Listed entries →
################

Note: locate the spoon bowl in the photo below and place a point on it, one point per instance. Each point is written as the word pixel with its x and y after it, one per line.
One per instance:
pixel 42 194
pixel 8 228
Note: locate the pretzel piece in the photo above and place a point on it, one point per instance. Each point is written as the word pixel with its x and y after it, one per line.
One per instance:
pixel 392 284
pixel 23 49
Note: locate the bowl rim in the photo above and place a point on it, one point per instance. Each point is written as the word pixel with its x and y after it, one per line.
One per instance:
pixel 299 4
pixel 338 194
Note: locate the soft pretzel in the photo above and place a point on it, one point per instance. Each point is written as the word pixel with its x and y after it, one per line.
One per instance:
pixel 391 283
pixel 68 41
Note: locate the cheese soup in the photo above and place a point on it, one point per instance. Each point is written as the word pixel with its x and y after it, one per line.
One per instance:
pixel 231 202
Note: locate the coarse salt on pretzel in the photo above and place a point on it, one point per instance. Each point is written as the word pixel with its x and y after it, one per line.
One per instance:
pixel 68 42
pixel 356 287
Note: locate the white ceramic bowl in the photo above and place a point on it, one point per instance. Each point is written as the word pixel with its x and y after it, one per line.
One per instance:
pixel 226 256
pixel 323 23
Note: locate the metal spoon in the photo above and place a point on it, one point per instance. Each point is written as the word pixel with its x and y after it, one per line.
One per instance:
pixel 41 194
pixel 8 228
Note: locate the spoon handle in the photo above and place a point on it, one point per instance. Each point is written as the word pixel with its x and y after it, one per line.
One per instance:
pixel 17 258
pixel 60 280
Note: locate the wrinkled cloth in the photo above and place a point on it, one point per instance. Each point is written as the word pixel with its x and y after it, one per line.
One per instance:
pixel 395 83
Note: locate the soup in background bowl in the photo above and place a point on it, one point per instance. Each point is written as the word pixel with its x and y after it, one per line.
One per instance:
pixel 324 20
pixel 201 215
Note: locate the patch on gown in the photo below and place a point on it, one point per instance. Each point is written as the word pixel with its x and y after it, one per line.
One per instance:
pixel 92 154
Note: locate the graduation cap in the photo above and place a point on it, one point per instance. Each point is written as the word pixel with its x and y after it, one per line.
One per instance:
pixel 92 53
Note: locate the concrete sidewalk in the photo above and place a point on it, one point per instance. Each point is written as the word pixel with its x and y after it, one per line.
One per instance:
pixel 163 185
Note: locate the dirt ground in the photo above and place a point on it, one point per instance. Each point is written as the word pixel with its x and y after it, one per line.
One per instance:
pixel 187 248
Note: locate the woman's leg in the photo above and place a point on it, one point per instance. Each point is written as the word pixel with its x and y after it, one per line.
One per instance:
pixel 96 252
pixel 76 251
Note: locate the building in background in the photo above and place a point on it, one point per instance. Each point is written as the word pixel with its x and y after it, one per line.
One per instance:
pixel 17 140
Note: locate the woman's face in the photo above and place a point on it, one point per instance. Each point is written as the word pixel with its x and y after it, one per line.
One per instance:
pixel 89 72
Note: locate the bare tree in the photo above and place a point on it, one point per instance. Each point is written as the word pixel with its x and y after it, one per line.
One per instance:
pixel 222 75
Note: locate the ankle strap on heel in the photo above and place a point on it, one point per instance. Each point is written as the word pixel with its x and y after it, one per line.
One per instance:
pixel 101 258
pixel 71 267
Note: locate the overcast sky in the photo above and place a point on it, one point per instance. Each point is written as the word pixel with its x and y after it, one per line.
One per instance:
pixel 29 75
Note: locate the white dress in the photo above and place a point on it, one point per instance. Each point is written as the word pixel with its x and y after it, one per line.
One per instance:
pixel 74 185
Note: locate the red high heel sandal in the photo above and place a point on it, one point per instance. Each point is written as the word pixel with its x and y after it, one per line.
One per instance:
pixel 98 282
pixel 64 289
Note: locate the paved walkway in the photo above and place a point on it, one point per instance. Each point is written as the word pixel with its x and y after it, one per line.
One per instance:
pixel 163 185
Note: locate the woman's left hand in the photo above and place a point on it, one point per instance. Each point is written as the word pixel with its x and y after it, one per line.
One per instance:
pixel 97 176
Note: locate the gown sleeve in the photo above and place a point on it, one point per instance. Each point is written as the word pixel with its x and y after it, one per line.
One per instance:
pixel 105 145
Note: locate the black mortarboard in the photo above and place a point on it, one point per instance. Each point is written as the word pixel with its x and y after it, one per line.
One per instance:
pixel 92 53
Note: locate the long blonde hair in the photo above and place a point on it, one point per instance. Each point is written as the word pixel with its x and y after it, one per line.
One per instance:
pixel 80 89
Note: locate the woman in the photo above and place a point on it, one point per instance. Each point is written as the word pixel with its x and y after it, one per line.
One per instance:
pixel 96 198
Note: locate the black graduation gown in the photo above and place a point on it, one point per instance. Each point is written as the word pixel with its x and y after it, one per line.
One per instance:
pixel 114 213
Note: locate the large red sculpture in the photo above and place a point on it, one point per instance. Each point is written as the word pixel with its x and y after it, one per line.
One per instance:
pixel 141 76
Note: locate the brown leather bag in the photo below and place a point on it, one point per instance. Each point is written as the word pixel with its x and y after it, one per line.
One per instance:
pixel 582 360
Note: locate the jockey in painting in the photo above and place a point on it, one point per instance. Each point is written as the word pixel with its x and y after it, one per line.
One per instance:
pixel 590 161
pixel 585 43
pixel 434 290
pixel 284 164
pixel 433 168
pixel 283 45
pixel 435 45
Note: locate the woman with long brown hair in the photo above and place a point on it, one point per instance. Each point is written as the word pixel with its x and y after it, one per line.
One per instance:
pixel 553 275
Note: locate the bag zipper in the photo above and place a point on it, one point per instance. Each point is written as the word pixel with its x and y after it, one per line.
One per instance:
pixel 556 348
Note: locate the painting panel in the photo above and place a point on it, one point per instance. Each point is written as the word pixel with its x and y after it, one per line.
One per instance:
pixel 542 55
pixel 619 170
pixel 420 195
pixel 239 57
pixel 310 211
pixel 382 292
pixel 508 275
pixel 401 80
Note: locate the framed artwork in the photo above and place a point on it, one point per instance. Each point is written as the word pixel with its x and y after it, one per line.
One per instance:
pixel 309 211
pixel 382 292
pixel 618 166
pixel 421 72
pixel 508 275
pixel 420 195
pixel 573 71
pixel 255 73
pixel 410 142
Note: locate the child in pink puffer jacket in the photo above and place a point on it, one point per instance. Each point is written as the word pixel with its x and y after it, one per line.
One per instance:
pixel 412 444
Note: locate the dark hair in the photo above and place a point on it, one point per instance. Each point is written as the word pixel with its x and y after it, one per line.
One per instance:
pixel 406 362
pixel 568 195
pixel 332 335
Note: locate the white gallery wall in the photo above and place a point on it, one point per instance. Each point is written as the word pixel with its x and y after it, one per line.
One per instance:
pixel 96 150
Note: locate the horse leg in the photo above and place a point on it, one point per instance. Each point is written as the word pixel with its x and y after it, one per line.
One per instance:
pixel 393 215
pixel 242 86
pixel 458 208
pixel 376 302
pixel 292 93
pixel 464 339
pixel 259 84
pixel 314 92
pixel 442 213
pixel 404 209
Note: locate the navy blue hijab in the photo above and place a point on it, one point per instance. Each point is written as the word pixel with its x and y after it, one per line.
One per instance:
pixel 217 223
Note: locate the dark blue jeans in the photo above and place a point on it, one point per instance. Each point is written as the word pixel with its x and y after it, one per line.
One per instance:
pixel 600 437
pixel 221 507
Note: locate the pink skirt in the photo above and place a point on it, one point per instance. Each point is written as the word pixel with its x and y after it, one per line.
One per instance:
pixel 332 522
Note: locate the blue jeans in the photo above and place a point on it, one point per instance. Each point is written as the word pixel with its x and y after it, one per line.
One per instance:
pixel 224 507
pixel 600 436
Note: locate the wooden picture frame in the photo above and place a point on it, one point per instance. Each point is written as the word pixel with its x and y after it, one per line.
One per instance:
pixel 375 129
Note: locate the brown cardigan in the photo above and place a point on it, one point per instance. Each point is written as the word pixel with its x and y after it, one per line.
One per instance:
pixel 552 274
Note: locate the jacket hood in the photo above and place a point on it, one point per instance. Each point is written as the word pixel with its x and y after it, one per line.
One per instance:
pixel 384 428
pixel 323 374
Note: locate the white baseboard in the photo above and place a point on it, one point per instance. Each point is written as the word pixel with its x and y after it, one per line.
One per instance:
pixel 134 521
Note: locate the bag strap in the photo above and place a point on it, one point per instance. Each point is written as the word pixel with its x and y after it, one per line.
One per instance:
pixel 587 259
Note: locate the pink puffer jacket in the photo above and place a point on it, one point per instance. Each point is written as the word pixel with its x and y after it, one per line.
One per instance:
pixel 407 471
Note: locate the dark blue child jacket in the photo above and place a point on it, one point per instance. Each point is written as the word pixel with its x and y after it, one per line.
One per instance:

################

The exercise → Format the items from the line containing "Note: locate the brown cardigan" through the line containing "pixel 552 274" as a two-column CSV with the headers instruction and response. Give one row per item, put each field in double quotes, and replace line breaks with spaces.

In response →
instruction,response
"Note: locate the brown cardigan in the photo above and place a point on it, one point per instance. Each point is written as the word pixel with its x and y after it, one per line. One per instance:","pixel 552 274"